§ Passage:
++++++

The RDH12 gene encodes an enzyme belonging to a family of dual-specificity retinol dehydrogenases that metabolize both all-trans- and cis-retinols. The RDH12 enzyme is most efficient as an NADPH-dependent retinal reductase with highest activity toward 9-cis and all-trans-retinol. It also helps metabolize short chain aldehydes. The oxido-reductive catalytic activity of the RDH12 enzyme plays an important role in the retinol metabolic process and hence is essential to photoreceptor cell maintenance. Mutations affecting the enzyme activity of RDH12 can thus have pathological consequences.
Mutations in RDH12 are associated with Leber Congenital Amaurosis 13 (LCA13), a severe retinal dystrophy characterized by nystagmus, sluggish pupillary responses, roving eye movement, extreme hyperopia, convergent strabismus, photophobia or keratoconus.
Aldahmesh et al. (2009) carried out a study of 52 non-syndromic Retinitis Pigmentosa (RP) affected patients from 17 Saudi families. DNA obtained from these individuals was used to carry out linkage analysis and homozygosity mapping. Known RP genes in the identified homozygosity blocks were then screened for mutations. The homozygous RDH12 mutation c.226G>C, resulting in the substitution p.G76R, was found to affect three members of a family. The novel missense mutation was not seen in 100 ethnically-matched controls and affected a highly conserved glycine residue.

++++++

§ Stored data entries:
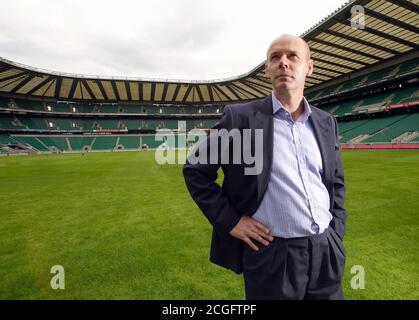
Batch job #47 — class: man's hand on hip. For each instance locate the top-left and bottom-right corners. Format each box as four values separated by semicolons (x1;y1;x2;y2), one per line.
230;216;274;251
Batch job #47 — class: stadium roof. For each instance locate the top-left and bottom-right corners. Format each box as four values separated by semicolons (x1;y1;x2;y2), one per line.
0;0;419;104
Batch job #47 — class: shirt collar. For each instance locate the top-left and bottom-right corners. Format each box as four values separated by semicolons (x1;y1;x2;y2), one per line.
272;92;311;122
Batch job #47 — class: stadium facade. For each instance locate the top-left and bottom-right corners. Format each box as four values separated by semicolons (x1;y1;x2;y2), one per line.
0;0;419;154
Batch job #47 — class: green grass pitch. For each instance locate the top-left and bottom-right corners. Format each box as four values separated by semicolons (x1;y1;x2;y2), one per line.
0;150;419;299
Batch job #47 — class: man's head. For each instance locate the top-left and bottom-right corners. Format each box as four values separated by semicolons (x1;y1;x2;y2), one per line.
265;34;313;93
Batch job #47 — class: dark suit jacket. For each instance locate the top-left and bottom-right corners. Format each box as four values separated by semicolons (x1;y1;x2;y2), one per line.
183;95;346;273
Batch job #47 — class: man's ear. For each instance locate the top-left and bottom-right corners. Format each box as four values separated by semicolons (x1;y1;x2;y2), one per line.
306;59;314;76
264;62;270;79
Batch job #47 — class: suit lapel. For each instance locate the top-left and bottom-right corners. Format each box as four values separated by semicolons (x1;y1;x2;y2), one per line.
309;107;335;189
249;95;273;205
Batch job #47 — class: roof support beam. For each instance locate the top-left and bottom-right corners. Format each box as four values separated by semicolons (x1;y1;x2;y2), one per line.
323;30;399;55
95;80;109;100
111;81;121;101
81;79;97;100
10;74;35;93
340;20;418;48
309;38;384;61
26;76;52;95
364;8;419;33
310;48;368;66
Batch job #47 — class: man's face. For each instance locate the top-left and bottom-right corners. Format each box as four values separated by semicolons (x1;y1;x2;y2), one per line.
265;37;313;91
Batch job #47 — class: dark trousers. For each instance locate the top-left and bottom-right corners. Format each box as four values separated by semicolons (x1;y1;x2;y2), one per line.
243;227;345;300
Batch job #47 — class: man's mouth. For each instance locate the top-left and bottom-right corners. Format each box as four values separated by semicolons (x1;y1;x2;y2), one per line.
276;74;293;79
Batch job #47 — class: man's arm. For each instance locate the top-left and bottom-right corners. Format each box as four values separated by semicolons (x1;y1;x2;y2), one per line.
183;106;241;235
331;117;346;240
183;106;273;250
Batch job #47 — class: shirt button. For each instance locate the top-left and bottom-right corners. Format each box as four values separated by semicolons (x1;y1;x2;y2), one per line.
311;222;320;234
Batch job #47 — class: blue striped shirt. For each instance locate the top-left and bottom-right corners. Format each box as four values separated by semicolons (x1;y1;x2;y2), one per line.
253;93;332;238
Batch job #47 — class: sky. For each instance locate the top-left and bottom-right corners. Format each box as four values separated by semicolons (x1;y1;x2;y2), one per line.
0;0;347;80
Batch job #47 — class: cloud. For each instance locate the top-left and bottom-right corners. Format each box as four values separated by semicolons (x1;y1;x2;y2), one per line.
0;0;345;80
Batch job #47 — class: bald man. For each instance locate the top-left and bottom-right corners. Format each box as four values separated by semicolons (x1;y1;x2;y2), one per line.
183;35;346;299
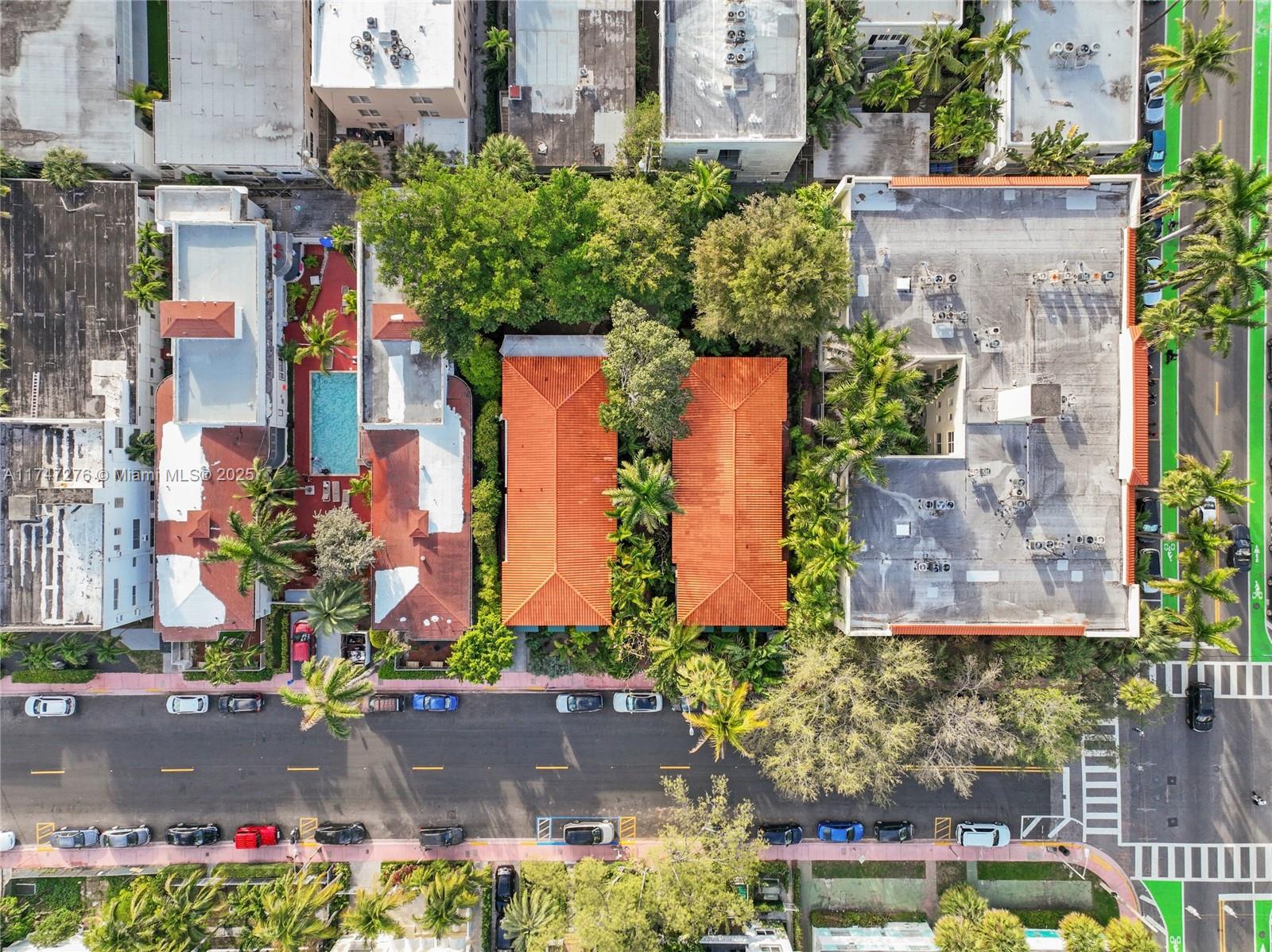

++++++

§ Brief A:
According to the RDH12 passage, how many Saudi families did the patients in the Aldahmesh et al. (2009) study come from?
§ Brief B:
Copy everything in the RDH12 passage from "Aldahmesh et al." down to "conserved glycine residue.".
This listing comes from a source separate from the RDH12 passage.

§ Answer area A:
17 Saudi families.

§ Answer area B:
Aldahmesh et al. (2009) carried out a study of 52 non-syndromic Retinitis Pigmentosa (RP) affected patients from 17 Saudi families. DNA obtained from these individuals was used to carry out linkage analysis and homozygosity mapping. Known RP genes in the identified homozygosity blocks were then screened for mutations. The homozygous RDH12 mutation c.226G>C, resulting in the substitution p.G76R, was found to affect three members of a family. The novel missense mutation was not seen in 100 ethnically-matched controls and affected a highly conserved glycine residue.